"ceph-disk trigger" invocation is currently performed in a mutually
exclusive fashion, with each call first taking an flock on the path
/var/lock/ceph-disk. On systems with a lot of osds, this leads to a
large amount of lock contention during boot-up, and can cause some
service instances to trip the 120 second timeout.
Take an flock on a device specific path instead of /var/lock/ceph-disk,
so that concurrent "ceph-disk trigger" invocations are permitted for
independent osds. This greatly reduces lock contention and consequently
the chance of service timeout. Per-device concurrency restrictions
required for http://tracker.ceph.com/issues/13160 are maintained.
Fixes: http://tracker.ceph.com/issues/18049
Signed-off-by: David Disseldorp <ddiss@suse.de>
[Service]
Type=oneshot
KillMode=none
-ExecStart=/bin/sh -c 'timeout 120 flock /var/lock/ceph-disk /usr/sbin/ceph-disk --verbose --log-stdout trigger --sync %f'
+ExecStart=/bin/sh -c 'timeout 120 flock /var/lock/ceph-disk-$(basename %f) /usr/sbin/ceph-disk --verbose --log-stdout trigger --sync %f'
TimeoutSec=0

━━━━

Set down, word for word, the stretch of the ceph-disk commit message from "Take an flock" through "http://tracker.ceph.com/issues/13160 are maintained.". Work only from the ceph-disk commit message above.

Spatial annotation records
━━━━

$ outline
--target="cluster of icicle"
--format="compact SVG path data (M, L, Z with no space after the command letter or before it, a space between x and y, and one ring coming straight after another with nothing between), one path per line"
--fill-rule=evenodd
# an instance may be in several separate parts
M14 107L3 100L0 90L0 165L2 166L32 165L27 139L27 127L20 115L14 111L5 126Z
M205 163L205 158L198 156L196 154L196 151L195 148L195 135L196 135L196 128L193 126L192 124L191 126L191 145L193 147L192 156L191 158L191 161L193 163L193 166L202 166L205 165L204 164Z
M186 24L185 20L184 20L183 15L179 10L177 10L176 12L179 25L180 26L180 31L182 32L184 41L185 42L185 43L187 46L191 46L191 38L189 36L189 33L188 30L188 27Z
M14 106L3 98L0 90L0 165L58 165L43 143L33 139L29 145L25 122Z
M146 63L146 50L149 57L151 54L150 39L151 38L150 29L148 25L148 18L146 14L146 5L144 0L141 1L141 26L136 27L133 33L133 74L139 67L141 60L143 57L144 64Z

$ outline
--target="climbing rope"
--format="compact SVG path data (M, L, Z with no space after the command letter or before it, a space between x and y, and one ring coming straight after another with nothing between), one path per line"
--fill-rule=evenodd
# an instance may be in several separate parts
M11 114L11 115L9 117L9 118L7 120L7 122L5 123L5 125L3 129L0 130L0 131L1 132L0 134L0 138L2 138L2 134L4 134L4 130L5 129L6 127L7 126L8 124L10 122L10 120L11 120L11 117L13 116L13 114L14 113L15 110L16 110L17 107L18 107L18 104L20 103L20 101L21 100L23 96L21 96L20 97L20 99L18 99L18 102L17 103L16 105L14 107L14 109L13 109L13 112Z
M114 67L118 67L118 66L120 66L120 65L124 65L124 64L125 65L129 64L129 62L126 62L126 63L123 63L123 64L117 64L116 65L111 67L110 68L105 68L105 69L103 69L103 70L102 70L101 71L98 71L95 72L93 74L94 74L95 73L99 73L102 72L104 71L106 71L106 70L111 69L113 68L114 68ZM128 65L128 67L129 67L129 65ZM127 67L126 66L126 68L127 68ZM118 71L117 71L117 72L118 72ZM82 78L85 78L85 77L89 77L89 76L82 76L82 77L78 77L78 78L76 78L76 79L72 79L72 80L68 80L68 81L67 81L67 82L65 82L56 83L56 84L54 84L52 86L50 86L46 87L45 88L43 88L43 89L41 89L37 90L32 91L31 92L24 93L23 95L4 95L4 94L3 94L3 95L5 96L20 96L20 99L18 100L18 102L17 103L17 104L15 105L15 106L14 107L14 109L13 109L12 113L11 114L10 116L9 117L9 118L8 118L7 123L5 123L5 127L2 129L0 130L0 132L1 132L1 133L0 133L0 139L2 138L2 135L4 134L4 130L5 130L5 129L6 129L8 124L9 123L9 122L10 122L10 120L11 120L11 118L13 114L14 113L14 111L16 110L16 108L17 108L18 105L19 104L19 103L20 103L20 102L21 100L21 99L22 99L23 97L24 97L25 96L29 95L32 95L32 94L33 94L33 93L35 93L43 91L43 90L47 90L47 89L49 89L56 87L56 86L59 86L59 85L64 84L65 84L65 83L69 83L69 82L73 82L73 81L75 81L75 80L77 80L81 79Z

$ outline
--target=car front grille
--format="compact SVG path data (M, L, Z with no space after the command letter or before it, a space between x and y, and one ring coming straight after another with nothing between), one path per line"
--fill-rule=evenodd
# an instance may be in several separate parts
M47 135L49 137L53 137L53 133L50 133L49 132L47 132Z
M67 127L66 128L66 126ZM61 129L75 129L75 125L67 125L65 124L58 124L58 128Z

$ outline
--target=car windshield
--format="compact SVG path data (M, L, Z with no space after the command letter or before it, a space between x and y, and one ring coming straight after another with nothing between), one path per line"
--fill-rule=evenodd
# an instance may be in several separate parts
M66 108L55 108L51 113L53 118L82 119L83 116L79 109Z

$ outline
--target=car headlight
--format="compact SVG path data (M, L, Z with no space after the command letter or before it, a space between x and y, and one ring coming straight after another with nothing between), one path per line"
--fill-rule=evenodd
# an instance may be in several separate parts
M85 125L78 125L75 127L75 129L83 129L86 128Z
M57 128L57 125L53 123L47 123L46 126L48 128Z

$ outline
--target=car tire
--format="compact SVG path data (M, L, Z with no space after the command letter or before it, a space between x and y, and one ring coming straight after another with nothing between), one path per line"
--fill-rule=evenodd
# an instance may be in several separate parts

━━━━

◆ ANSWER BELOW:
Take an flock on a device specific path instead of /var/lock/ceph-disk,
so that concurrent "ceph-disk trigger" invocations are permitted for
independent osds. This greatly reduces lock contention and consequently
the chance of service timeout. Per-device concurrency restrictions
required for http://tracker.ceph.com/issues/13160 are maintained.